Japanese Lesson – Learning Kanji 001

Hello Everyone,

This lesson is the first lesson in our Learning Kanji series.  Let’s make your first step on the path to this long and fabulous journey!

Note: The kanji series of articles assumes that you already know both hiragana and katakana. If you don’t have a clue of what they are, or your memory is not that fresh on the subject, I suggest you have a look here: Introduction to hiragana and katakana

Introduction

I already introduced kanji in our article on the Japanese writing system, and therefore I will only state here elements of importance for learning Kanji.

Learning kana, as we have seen, consists in learning 3 things:

  • The shape in order to be able to recognize the character when we see it,
  • The sound in order to be able to recognize the character when we hear it, and pronounce it ourselves,
  • And the stroke order so that we can reproduce the character.

Learning kanji, well… takes this to another level:

  • The principles related to the shape and stroke order will get a tad more complex as many kanji have between 6 and 16 strokes, and quite a few go beyond (but some do also stay below).
  • Where it gets really tricky is for the sound/reading. Where a kana represents a single letter or a syllable, one kanji can have multiple pronunciations, ranging from a simple letter or syllable to a full word. And some of these pronunciatons are shared between multiple kanji which can make it sometimes challenging to identify which kanji to use for a word. To be exhaustive, there can exist up to  four types of reading for a kanji:
    • onyomi: use of kanji Chinese pronunciation to build Japanese words,
    • kunyomi: use of kanji for its meaning, with a Japanese pronunciation,
    • jukujikun: a special reading of a word, neither based on the onyomi or kunyomi. You will soon have some examples.
    • nanori: special reading of a kanji in first or last names… These will make the object of specific articles and will not be addressed here.
  • And last but not least, kanji comes with a new element: meaning. A kanji can represent one or multiple concepts (object, fact, sentiment…). I stress here the word concept, because you have to be aware that your native language and the Japanese language may have evolved separately for hundreds or thousands year, and the translations which are given to kanji are generally attempts to match some word you know with the idea brought by a foreign word, and if it may sometimes match perfectly, most of the times it will be an approximation. Looking at the concept behind a kanji will greatly help you in approaching its true meaning and understanding the Japanese mindset.

Learning kanji

Now, with all these points in mind, what is the best approach to learning kanji? Well, all will be depending on you (yes, that may ,not be the answer you were waiting for ^^).

Some of you may like to have a scholar approach, taking the characters one by one, and repeateadly writing down the character, its different pronunciations and meaning.
--------------------------------
WHAT YOU HAVE TO DO
Could you write the next part of the kanji lesson, picking up after its last sentence?

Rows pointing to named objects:
--------------------------------
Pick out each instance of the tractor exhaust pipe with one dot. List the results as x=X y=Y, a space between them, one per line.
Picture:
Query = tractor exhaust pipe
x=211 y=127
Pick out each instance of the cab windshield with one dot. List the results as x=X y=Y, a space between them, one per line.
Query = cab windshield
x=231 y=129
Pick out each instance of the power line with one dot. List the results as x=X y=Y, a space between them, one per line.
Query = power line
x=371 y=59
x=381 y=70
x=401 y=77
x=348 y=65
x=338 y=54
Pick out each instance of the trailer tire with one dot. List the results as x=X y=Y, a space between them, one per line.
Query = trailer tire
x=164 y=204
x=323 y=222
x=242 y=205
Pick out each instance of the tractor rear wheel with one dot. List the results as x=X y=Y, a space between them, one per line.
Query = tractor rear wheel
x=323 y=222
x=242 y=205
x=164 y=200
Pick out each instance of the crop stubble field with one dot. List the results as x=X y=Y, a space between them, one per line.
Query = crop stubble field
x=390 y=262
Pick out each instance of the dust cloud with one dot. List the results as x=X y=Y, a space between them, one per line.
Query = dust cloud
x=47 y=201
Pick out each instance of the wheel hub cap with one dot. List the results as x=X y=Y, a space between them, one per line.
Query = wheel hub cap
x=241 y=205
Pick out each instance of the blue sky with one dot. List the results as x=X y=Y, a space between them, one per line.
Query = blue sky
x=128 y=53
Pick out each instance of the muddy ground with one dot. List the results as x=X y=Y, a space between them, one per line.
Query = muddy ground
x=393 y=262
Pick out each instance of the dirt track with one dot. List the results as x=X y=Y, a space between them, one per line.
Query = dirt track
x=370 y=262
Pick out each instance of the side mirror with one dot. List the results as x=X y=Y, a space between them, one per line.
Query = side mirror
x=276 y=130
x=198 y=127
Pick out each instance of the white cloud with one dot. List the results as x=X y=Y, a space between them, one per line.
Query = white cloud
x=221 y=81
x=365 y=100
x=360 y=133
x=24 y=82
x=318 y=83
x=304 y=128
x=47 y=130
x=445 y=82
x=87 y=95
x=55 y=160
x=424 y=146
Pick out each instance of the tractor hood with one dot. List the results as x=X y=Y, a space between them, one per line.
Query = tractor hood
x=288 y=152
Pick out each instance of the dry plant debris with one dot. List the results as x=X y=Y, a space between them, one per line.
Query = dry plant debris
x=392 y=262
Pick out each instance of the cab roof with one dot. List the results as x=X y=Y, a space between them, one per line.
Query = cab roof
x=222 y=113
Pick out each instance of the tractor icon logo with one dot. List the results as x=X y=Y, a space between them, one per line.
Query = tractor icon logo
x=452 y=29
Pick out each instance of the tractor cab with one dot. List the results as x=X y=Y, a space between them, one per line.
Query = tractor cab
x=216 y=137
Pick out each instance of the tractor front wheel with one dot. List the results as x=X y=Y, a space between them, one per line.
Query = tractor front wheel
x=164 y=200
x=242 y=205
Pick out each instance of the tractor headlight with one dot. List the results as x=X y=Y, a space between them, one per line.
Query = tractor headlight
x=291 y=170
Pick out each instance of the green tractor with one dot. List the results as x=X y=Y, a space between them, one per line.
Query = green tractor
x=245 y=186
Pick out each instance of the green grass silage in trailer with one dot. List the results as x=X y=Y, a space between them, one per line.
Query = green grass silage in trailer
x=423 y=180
--------------------------------
REPLY
Others may prefer to lear it in context, learning the different pronunciations and meanings as they appear along your readings.

With the first option, you may spend time learning a lot of details which you may never use for some of them. With the second one you will have to lookup for the readings and meaning of the kanji everytime you encounter a new word.

My guess is that the best approach should be a mix of both approaches. Spend some time learning the readings and meanings of a kanji, and others experiencing the kanji in your different readings.

 

Now, all this may seem fuzzy, so let’s get right into the matter with our first kanji (and by far the most simple you will ever find…

Yes, here it is, your first kanji, a single stroke ^^

It looks pretty simple but it is a really good representation of what most kanji are. Take a little moment and have a carefull look at it, what do you see and what does it bring to your mind…

 



OK, here are the details:

(Click on the kanji to view stroke animation)

  • Stroke(s): 1
  • Reading(s):
    • onyomi:
      • イチ
      • イツ
    • kunyomi:
      • ひと-
      • ひと.つ
    • jukujikun:
      • 一日: ついたち
      • 一人: ひとり
  • Meaning(s):
    • one, one radical (no.1)

Yes, that many information for just one character. Now, let’s have a closer look at what we have:

  • For the shape and stroke order, it is pretty basic; one single stroke, drawn horizontally  from left to right.
  • For the sound/reading part, here it suddenly becomes more complicated: 2 onyomi readings, 2 kunyomi readings, and 2 jukujikun readings…
    • Notes:
      • the ツ at the end of イツ will become a half width ッ when used at the beginning or in the middle of a word. 一 in 一緒 (together) is pronounced いっ.しょ and not いつ.しょ
      • 一人, when meaning / one person // single // alone //, is always read ひとり. But it can be read いち.にん in some compound words like 一人前 [いち.にん.まえ] / one serving – what is in front of one person, fully… /…
      • The same for 一日 which shall (or I should say can in this specific case) be read ついたち when speaking of the first day of the month. Otherwise 一日 is read いち.にち meaning / one day /.
  • And finally for the meaning: we have here the concept of one, first. Did you guess it earlier on?

All right! Still alive? Now, your second kanji!

Examples:

  • 一 (いち) as a number: one
    • 、に、さん、よん…
    • / one / two / three / four /
    • ばん です よ。
    • / number one, first place / to be / {affirmation} /
    • / I am the best! /
  • 一 (いっ-) as one, at the beginning or in the middle of a word
    • ぷん まって ください。[いっぷん]
    • / one minute / wait / do for me, please /
    • / Please wait one minute. /
  • 一 (-いつ) as one, at the end of a word
    • ドイツ とう
    • / Germany / unity, consolidation /
    • / Unification of Germany /
  • 一 (ひと-) as one, a single
    • ライオン は ウサギ を くち で たべた。
    • / lion / {topic} / rabbit / {object} / one bite / {means} / ate /
    • / The lion ate the rabbit in one bite. /
  • 一つ (ひとつ) as one (when no specific counter is used):
    • もう つ ください。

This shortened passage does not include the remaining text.